EXCERPTED PASSAGE -
····················
206 bones in the body
Functions:
providing support & shape to the body
protecting vital organs
providing points of attachment for muscles
manufacturing blood cells
storing calcium & mineral salts
Bones are levers - move when force is applied
Internal forces: muscles
External forces: gravity, load, or application of force
Wolff's law: states that bone density increases for areas on which increased forces are imposed and decreases for areas on which forces are decreased
Axial & Appendicular Skeletons
Axial skeleton: forms the central part of the body
80 bones
Incl: head, neck, thorax, & vertebral column
Appendicular skeleton: attaches to the central part
126 bones
Incl: extremities & pelvis
Bone Composition
1/3 organic - provides bone elasticity
2/3 inorganic - provides hardness/strength & opaque appearance
Compact bone: makes up the hard, dense outer layer of all bones
Cancellous bone: a less dense, latticework of trabeculae of inner bone
Trabeculae: latticework at the end of long bones described as porous or spongy,
Periosteum: thin, fibrous membrane covering the entire surface of a bone, except the articular (joint) surface containing blood vessels & nerves
Articular surfaces: covered with hyaline cartilage
Provides blood supply for nourishing the bones to promote growth and repair
Serves as an attachment point for tendons & ligaments
Epiphysis: region at each end of a bone
Wider than the shaft in long bones
Epiphyseal plate: cartilaginous material in the growing bone where longitudinal growth occurs
Ossifies during adolescence to become mature
Disappears in adult bones
Metaphysis: widening region of the long bone that serves as a transition from the epiphysis to diaphysis; function is to support the epiphysis
Diaphysis: main shaft of a bone, composed of an outer layer of compact bone, giving it strength
Medullary canal: hollow center which, among other features, decreases the weight of the bone, containing marrow & blood vessels
Endosteum: a membrane lining the medullary canal, containing osteoclasts
Osteoclasts: type of bone cell primarily responsible for bone resorption
Resorption: a process by which old bone is broken down so it can be replaced with new bone
Osteoblasts: type of bone cell primarily responsible for the formation of bone
Long bones: tube-shaped with a shaft filled with bone marrow length is greater than their width, serving as the largest bone in the body
Makes up most of the appendicular skeleton
Covered by hyaline cartilage layer on the articular surface of the epiphysis
Ex. Femur, humerus, radius
Short bones: have more equal dimensions of height, length, and width, resembling a cube
Thin layer of compact bone covering cancellous bone with marrow cavity in the middle
Ex. Carpal bones of the wrist & tarsals of the foot
Flat bones: broad surface, not very thick, and tend to be curved rather than a flat surface; main sites of blood formation
Ex. Ilium, scapula, & cranial bones
Irregular bones: have a variety of shapes, allowing them to fulfill particular functions
Ex. Vertebral bones
Sesamoid bones (accessory bones): small bones located where tendons cross the ends of long bones in the extremities
Protect tendons from excessive wear, improving muscle function
Ex. The tendon of the flexor hallucis longus, spanning the plantar surface of the foot to attach to the great toe
Located on either side of the tendon near the head of the first metatarsal, providing a protective groove for the tendon to pass through
No long or short bones in the axial skeleton
Innominate bones are the only irregular bones in the appendicular skeleton
Fracture: broken bone/cracked bone; interruption in the continuity of a bone caused by trauma or pathology (disease)
····················
WORK REQUIRED -
Answer these from the bone notes:
1. How many bones make up the axial skeleton?
2. What fraction of bone is inorganic?
3. Which type of bone cell is primarily responsible for bone resorption?
····················
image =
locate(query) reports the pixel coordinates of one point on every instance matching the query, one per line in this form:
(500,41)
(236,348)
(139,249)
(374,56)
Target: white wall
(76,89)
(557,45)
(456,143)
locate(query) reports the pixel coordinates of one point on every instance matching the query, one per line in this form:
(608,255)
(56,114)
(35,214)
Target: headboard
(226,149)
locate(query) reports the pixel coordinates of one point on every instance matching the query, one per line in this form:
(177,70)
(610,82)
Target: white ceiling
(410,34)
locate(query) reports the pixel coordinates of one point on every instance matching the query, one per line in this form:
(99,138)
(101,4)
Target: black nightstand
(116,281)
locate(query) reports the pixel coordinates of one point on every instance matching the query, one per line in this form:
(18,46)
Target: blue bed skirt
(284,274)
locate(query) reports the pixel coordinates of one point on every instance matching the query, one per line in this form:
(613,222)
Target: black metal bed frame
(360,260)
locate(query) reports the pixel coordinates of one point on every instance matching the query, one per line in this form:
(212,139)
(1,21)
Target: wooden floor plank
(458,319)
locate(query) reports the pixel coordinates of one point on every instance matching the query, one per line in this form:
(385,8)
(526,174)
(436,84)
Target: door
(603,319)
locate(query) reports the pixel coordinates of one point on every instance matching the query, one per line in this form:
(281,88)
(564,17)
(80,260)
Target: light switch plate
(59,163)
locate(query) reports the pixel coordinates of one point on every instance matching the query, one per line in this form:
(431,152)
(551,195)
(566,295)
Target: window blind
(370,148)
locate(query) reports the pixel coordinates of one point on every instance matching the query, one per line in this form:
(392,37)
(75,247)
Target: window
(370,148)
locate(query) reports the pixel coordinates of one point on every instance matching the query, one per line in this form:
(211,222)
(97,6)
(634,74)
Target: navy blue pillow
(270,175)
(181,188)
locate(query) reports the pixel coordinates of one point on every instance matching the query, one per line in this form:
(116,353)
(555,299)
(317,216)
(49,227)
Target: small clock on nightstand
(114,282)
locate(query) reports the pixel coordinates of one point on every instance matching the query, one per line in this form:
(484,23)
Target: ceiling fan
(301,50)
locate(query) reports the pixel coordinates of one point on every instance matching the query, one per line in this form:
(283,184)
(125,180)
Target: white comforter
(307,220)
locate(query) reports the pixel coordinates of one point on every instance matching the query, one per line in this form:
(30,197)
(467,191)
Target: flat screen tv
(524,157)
····················
EXPECTED ANSWER -
1. 80
2. 2/3
3. Osteoclasts